**Compiti da svolgere:**
• a. Modifica l'articolo sugli edifici sostenibili: riscrivi il brano che inizia con "Qualcosa di sorprendente" e finisce con "sistemi di ventilazione.", mettendo "vetrate continue" al posto di "facciate vetrate".
• b. Nell'articolo sugli edifici sostenibili, che punteggio Energy Star ha ottenuto il 7 World Trade Center?

**Testo fornito:**
──────

Verso architetture resilienti 2: non sempre "ecologico" è tale
(Traduzione dall’originale: www.metropolismag.com/Point-of-View/April-2013/Toward-Resilient-Architectures-2-Why-Green-Often-Isnt).
Qualcosa di sorprendente è successo con molti edifici cosiddetti “sostenibili”. Quando sono stati effettivamente verificati durante le valutazioni post-abitative, gli stessi edifici si sono dimostrati molto meno sostenibili rispetto a quanto dichiarato dei loro sostenitori. In alcuni casi hanno avuto una performance peggiore di edifici molto più vecchi, che non avevano pretese di sostenibilità. Un articolo del New York Times del 2009, “Some buildings not living up to green label”, ha documentato i molteplici problemi di vari edifici icone di sostenibilità. Tra i vari problemi riscontrati, il Times ha sottolineato l’uso diffuso di grandi facciate vetrate e di larghi ambienti profondi, una progettazione che sposta lo spazio utile lontano dalle pareti esterne, obbligando a fare maggiore affidamento sulla luce artificiale e sui sistemi di ventilazione.
In parte in risposta alla stampa, la città di New York ha istituito una nuova legge che impone di rivelare la vera performance per molti tipi di edifici. Ciò ha portato alla scoperta di altri [edifici] icone di sostenibilità ancora meno performanti. Un altro articolo del Times , “City’s Law Tracking Energy Use Yields Some Surprises”, ha osservato che il nuovo e scintillante 7 World Trade Center , certificato con LEED Gold, ha segnato un punteggio di solo 74 in base al rating Energy Star - un punto al di sotto del minimo di 75 punti per gli “edifici ad alta efficienza” nell’ambito del sistema di valutazione nazionale. Tale modesta valutazione non è nemmeno molto incidente rispetto alla significativa energia [grigia] incorporata nei nuovi materiali del 7 World Trade Center. Le cose sono andate ancora peggio nel 2010, con una querela ["$100 Million Class Action Filed Against LEED and USGBC"] contro lo US Green Building Council, gli sviluppatori del sistema di certificazione LEED (Leadership in Energy and Environmental Design). I ricorrenti nella causa hanno accusato lo USGBC di avere condotto “pratiche commerciali ingannevoli, pubblicità ingannevole e anti-trust” durante la promozione del sistema LEED, e hanno sostenuto che, poiché il sistema LEED non è all’altezza dei risparmi energetici previsti e pubblicizzati, lo USGBC ha in realtà defraudato i Comuni e gli enti privati. La causa è stata infine respinta, ma sulla sua scia il sito Treehugger ed altri hanno predetto, sulla base delle evidenze scoperte, che “ci saranno ancora altre controversie di questo tipo”. Che sta succedendo? Come può il desiderio di aumentare la sostenibilità portare al suo opposto? Un problema di molti sistemi di sostenibilità è che essi non mettono in discussione la tipologia di edificio sottostante. Invece, essi aggiungono solo nuovi componenti “verdi”, come ad esempio sistemi meccanici più efficienti e un migliore isolamento delle pareti. Ma questa idea di sostenibilità “per aggiunte” [bolt-on: ad incastro, imbullonata, pronta all’uso, N.d.T.], anche se parzialmente efficace, presenta l’inconveniente di lasciare intatte le forme sottostanti e il sistema strutturale che le genera. Il risultato è troppo spesso la familiare “legge degli effetti perversi”: ciò che si guadagna in un settore si perde altrove a causa del risultato di altre interazioni impreviste.

──────

**Righe fornite:**

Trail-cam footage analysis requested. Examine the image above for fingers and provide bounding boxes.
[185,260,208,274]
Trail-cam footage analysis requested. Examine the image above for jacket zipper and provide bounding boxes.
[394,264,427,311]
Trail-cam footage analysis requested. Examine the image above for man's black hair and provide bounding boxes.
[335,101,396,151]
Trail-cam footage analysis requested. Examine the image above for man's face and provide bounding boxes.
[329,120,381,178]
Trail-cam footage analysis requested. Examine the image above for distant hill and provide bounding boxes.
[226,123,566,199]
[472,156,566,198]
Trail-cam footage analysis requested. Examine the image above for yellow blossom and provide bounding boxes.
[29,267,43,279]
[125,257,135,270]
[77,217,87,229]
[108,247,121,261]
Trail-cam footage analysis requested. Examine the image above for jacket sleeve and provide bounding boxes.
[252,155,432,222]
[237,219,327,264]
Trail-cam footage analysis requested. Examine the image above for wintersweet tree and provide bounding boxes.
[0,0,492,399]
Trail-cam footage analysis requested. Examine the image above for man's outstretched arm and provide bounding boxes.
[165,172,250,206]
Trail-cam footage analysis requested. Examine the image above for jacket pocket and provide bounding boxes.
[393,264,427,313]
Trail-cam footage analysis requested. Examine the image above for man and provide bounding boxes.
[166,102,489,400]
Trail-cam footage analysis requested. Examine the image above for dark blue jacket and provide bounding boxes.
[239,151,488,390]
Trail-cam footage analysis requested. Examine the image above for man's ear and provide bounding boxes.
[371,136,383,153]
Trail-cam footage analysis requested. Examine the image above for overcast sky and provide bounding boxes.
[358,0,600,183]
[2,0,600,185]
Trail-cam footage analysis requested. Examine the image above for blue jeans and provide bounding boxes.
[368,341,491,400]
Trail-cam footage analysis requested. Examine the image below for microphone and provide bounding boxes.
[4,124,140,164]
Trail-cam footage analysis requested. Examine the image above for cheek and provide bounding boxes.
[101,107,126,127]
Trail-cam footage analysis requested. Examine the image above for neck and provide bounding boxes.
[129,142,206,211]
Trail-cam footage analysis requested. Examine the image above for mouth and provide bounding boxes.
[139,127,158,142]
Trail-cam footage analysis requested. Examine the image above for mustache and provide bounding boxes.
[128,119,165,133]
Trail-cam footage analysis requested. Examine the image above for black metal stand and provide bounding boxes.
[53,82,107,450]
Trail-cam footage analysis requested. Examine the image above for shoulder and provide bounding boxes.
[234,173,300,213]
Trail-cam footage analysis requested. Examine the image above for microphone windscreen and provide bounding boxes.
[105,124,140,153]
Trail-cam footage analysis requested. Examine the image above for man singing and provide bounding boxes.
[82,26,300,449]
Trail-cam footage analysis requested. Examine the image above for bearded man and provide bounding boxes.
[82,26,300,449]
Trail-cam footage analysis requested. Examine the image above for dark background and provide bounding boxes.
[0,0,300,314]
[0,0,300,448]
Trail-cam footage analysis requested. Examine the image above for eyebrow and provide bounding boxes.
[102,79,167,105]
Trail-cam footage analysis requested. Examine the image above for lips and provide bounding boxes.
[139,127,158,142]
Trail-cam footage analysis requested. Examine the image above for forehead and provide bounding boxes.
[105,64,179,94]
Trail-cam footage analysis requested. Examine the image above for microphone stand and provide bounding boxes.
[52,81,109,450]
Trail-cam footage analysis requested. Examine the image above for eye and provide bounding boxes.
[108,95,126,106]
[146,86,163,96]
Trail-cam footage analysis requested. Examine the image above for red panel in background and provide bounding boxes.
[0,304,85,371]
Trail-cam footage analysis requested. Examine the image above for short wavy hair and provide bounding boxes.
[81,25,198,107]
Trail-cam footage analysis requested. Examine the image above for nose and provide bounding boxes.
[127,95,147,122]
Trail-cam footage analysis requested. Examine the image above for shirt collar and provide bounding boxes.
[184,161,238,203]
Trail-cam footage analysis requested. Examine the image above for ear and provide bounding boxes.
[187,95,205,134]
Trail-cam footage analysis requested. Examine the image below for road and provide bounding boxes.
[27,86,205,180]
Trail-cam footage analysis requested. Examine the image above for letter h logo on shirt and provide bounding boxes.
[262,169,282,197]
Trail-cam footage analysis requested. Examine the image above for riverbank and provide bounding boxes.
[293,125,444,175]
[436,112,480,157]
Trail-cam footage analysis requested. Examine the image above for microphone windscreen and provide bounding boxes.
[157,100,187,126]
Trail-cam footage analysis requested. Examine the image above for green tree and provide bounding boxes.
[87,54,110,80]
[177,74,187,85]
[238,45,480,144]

──────

**Risultati attesi:**
• a.
Qualcosa di sorprendente è successo con molti edifici cosiddetti “sostenibili”. Quando sono stati effettivamente verificati durante le valutazioni post-abitative, gli stessi edifici si sono dimostrati molto meno sostenibili rispetto a quanto dichiarato dei loro sostenitori. In alcuni casi hanno avuto una performance peggiore di edifici molto più vecchi, che non avevano pretese di sostenibilità. Un articolo del New York Times del 2009, “Some buildings not living up to green label”, ha documentato i molteplici problemi di vari edifici icone di sostenibilità. Tra i vari problemi riscontrati, il Times ha sottolineato l’uso diffuso di grandi vetrate continue e di larghi ambienti profondi, una progettazione che sposta lo spazio utile lontano dalle pareti esterne, obbligando a fare maggiore affidamento sulla luce artificiale e sui sistemi di ventilazione.

• b. Un punteggio di 74.